Challenge — Count the lines in the listing below that contain the word "black", and reply with the number alone.
┌──
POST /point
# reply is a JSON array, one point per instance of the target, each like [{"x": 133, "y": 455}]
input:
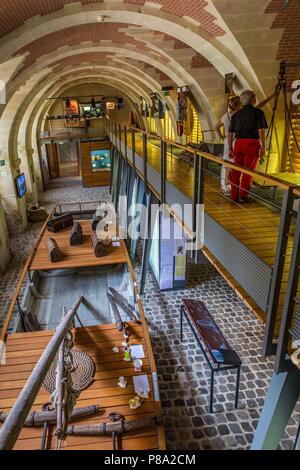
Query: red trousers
[{"x": 246, "y": 153}]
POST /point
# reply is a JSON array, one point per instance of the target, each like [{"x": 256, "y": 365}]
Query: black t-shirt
[{"x": 246, "y": 122}]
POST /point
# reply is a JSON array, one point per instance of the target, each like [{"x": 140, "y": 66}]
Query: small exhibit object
[
  {"x": 56, "y": 224},
  {"x": 141, "y": 385},
  {"x": 122, "y": 382},
  {"x": 127, "y": 356},
  {"x": 137, "y": 351},
  {"x": 21, "y": 185},
  {"x": 36, "y": 213},
  {"x": 76, "y": 235},
  {"x": 138, "y": 364},
  {"x": 98, "y": 217},
  {"x": 100, "y": 246},
  {"x": 142, "y": 393},
  {"x": 54, "y": 252},
  {"x": 135, "y": 403}
]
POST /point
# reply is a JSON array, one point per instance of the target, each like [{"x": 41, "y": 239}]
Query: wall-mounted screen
[
  {"x": 21, "y": 185},
  {"x": 100, "y": 159},
  {"x": 89, "y": 110},
  {"x": 71, "y": 111},
  {"x": 110, "y": 105}
]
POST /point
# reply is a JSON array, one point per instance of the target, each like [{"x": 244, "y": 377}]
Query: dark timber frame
[
  {"x": 269, "y": 347},
  {"x": 198, "y": 197},
  {"x": 283, "y": 364},
  {"x": 213, "y": 370}
]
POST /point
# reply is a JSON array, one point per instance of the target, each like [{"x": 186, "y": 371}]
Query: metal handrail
[
  {"x": 253, "y": 173},
  {"x": 16, "y": 418}
]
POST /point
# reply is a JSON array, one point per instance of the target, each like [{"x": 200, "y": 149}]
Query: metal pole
[
  {"x": 282, "y": 364},
  {"x": 269, "y": 348},
  {"x": 125, "y": 143},
  {"x": 116, "y": 144},
  {"x": 145, "y": 161},
  {"x": 198, "y": 198},
  {"x": 13, "y": 425},
  {"x": 163, "y": 170},
  {"x": 147, "y": 245},
  {"x": 133, "y": 149},
  {"x": 120, "y": 139}
]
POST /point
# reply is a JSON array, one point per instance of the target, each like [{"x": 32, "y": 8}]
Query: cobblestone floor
[{"x": 183, "y": 374}]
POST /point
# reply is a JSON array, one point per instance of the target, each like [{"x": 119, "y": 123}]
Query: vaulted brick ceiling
[
  {"x": 13, "y": 13},
  {"x": 288, "y": 19},
  {"x": 94, "y": 32},
  {"x": 207, "y": 41}
]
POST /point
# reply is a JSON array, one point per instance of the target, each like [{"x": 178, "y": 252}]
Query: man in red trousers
[{"x": 248, "y": 128}]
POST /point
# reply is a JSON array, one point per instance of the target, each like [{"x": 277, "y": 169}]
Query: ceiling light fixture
[{"x": 102, "y": 18}]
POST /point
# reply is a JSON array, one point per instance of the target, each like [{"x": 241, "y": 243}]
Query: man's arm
[
  {"x": 230, "y": 144},
  {"x": 218, "y": 128},
  {"x": 262, "y": 138}
]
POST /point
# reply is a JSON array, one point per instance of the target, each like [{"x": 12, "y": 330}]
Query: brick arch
[
  {"x": 288, "y": 19},
  {"x": 199, "y": 38},
  {"x": 75, "y": 35},
  {"x": 14, "y": 13}
]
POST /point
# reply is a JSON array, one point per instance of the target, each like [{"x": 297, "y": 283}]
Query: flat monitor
[
  {"x": 21, "y": 185},
  {"x": 100, "y": 159}
]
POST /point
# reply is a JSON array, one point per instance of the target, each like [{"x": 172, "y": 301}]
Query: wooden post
[{"x": 14, "y": 423}]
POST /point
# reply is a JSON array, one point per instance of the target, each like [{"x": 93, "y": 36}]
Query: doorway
[{"x": 68, "y": 159}]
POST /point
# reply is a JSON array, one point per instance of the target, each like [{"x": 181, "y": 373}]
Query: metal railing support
[
  {"x": 282, "y": 364},
  {"x": 147, "y": 244},
  {"x": 145, "y": 161},
  {"x": 198, "y": 195},
  {"x": 125, "y": 143},
  {"x": 163, "y": 170},
  {"x": 116, "y": 136},
  {"x": 14, "y": 422},
  {"x": 269, "y": 347},
  {"x": 133, "y": 149},
  {"x": 120, "y": 139}
]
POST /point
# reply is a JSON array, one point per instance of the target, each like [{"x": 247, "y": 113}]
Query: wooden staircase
[{"x": 24, "y": 350}]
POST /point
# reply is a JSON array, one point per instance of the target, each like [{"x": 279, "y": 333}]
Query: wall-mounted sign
[
  {"x": 110, "y": 105},
  {"x": 71, "y": 110}
]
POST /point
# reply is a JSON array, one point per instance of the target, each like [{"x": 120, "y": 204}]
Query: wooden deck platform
[
  {"x": 24, "y": 350},
  {"x": 81, "y": 256}
]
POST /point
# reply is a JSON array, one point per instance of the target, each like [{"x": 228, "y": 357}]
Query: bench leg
[
  {"x": 238, "y": 375},
  {"x": 181, "y": 324},
  {"x": 212, "y": 379}
]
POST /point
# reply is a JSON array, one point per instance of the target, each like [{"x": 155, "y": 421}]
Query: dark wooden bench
[{"x": 217, "y": 351}]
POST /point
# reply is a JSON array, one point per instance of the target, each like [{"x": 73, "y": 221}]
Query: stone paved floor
[{"x": 183, "y": 374}]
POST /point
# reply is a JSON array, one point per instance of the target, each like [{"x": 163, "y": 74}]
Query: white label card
[{"x": 137, "y": 351}]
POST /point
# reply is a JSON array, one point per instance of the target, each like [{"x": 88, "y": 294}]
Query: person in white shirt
[{"x": 222, "y": 128}]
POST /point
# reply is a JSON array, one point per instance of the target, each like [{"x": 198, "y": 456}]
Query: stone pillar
[
  {"x": 4, "y": 241},
  {"x": 281, "y": 399}
]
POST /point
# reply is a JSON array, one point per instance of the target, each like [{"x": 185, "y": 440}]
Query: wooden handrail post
[{"x": 13, "y": 425}]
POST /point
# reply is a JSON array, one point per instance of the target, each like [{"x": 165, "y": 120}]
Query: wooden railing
[{"x": 14, "y": 423}]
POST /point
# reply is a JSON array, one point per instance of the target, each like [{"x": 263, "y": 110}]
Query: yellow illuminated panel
[{"x": 169, "y": 132}]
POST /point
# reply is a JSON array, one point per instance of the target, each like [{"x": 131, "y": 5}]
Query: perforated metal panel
[
  {"x": 252, "y": 273},
  {"x": 296, "y": 329}
]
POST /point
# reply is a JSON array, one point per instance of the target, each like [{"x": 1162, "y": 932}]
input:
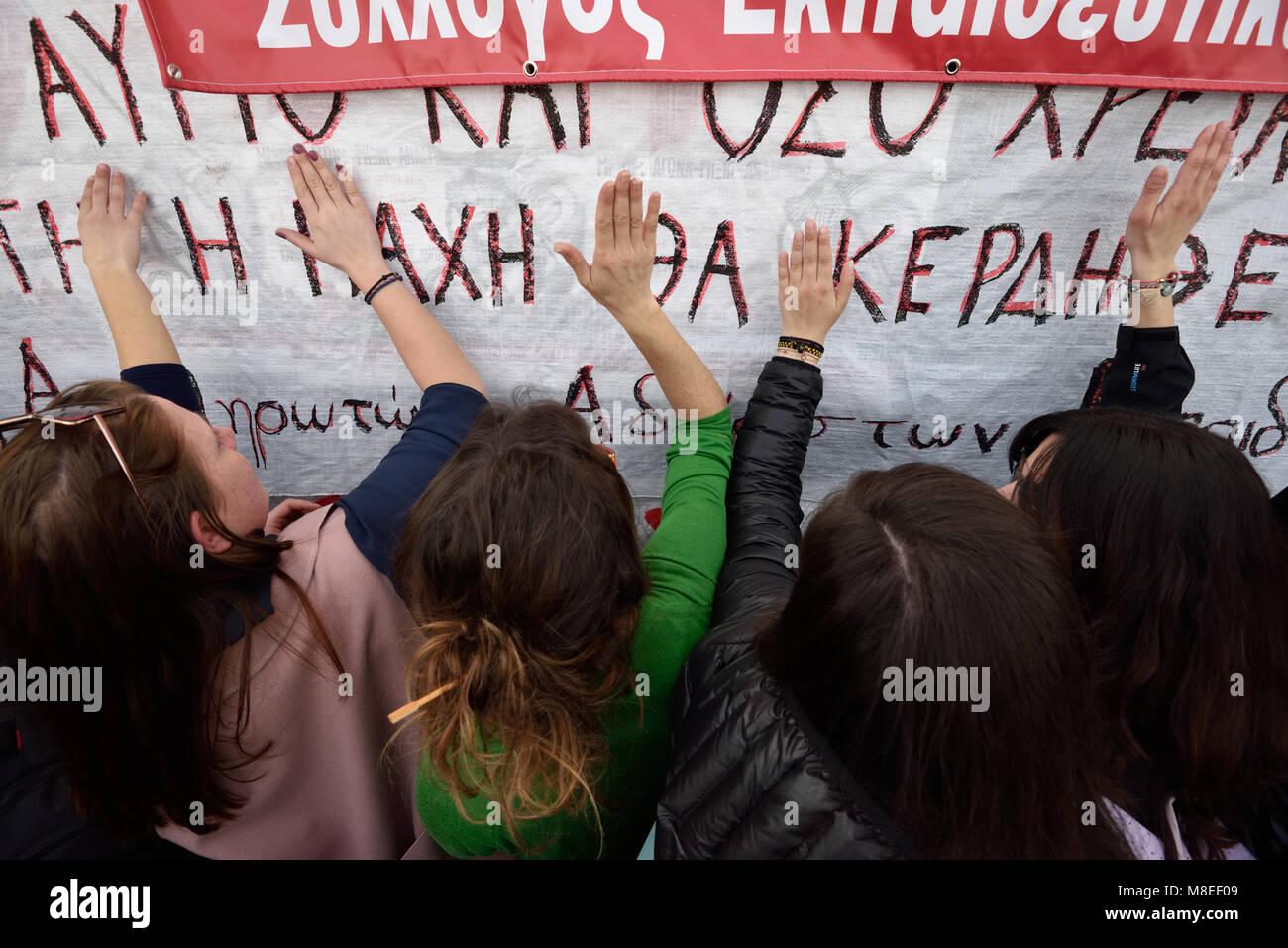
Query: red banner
[{"x": 327, "y": 46}]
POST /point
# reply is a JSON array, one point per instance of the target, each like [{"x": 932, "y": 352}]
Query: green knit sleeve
[{"x": 686, "y": 553}]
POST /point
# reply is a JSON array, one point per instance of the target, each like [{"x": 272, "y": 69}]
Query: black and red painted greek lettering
[
  {"x": 497, "y": 257},
  {"x": 197, "y": 248},
  {"x": 725, "y": 245},
  {"x": 454, "y": 264}
]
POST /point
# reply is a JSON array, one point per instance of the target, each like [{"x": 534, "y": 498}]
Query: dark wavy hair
[
  {"x": 927, "y": 565},
  {"x": 90, "y": 579},
  {"x": 522, "y": 567},
  {"x": 1177, "y": 561}
]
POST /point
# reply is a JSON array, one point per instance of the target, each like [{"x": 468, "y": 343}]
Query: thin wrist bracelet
[
  {"x": 389, "y": 278},
  {"x": 1166, "y": 286},
  {"x": 804, "y": 346},
  {"x": 789, "y": 352}
]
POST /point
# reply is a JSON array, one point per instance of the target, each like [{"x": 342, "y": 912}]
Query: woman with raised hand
[
  {"x": 549, "y": 643},
  {"x": 1171, "y": 540},
  {"x": 879, "y": 686},
  {"x": 249, "y": 659}
]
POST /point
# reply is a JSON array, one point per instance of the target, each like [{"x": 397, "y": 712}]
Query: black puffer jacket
[{"x": 748, "y": 776}]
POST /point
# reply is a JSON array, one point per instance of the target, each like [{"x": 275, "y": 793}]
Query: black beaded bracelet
[
  {"x": 380, "y": 285},
  {"x": 798, "y": 344}
]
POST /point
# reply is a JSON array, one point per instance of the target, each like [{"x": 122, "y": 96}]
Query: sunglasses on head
[{"x": 73, "y": 415}]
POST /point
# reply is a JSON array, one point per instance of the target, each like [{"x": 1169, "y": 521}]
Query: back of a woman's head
[
  {"x": 1177, "y": 558},
  {"x": 990, "y": 751},
  {"x": 520, "y": 565},
  {"x": 90, "y": 579}
]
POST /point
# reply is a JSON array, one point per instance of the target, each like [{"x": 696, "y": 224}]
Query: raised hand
[
  {"x": 1155, "y": 230},
  {"x": 625, "y": 247},
  {"x": 342, "y": 231},
  {"x": 809, "y": 300},
  {"x": 108, "y": 226}
]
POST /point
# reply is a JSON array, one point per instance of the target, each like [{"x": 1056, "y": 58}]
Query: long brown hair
[
  {"x": 90, "y": 579},
  {"x": 1183, "y": 590},
  {"x": 927, "y": 565},
  {"x": 520, "y": 565}
]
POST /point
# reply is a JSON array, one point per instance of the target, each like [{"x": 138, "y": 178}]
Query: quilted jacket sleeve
[{"x": 764, "y": 493}]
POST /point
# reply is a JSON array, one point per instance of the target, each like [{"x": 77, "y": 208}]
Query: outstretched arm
[
  {"x": 765, "y": 484},
  {"x": 1150, "y": 369},
  {"x": 343, "y": 233},
  {"x": 618, "y": 279},
  {"x": 110, "y": 244}
]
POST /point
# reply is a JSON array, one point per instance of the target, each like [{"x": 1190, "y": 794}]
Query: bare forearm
[
  {"x": 426, "y": 350},
  {"x": 684, "y": 377},
  {"x": 140, "y": 334}
]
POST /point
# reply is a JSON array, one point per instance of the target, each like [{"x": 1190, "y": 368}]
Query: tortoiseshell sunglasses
[{"x": 77, "y": 415}]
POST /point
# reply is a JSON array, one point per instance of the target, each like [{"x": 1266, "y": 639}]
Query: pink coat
[{"x": 325, "y": 790}]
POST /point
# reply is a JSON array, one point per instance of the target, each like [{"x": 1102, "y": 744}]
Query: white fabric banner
[{"x": 911, "y": 167}]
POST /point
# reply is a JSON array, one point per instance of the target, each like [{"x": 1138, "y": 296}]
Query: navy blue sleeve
[
  {"x": 168, "y": 380},
  {"x": 376, "y": 510}
]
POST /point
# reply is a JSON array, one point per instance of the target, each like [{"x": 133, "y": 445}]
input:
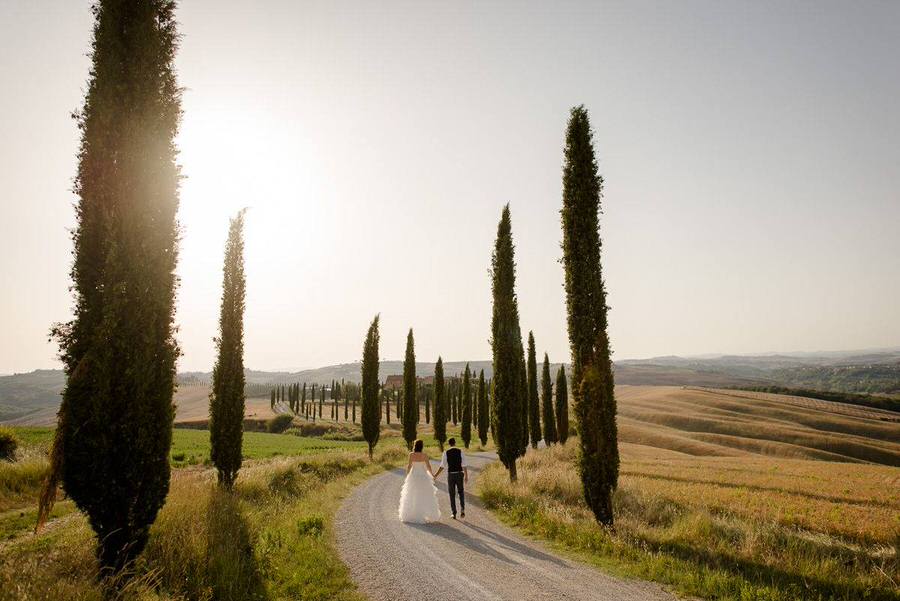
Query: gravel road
└──
Completed exercise — 4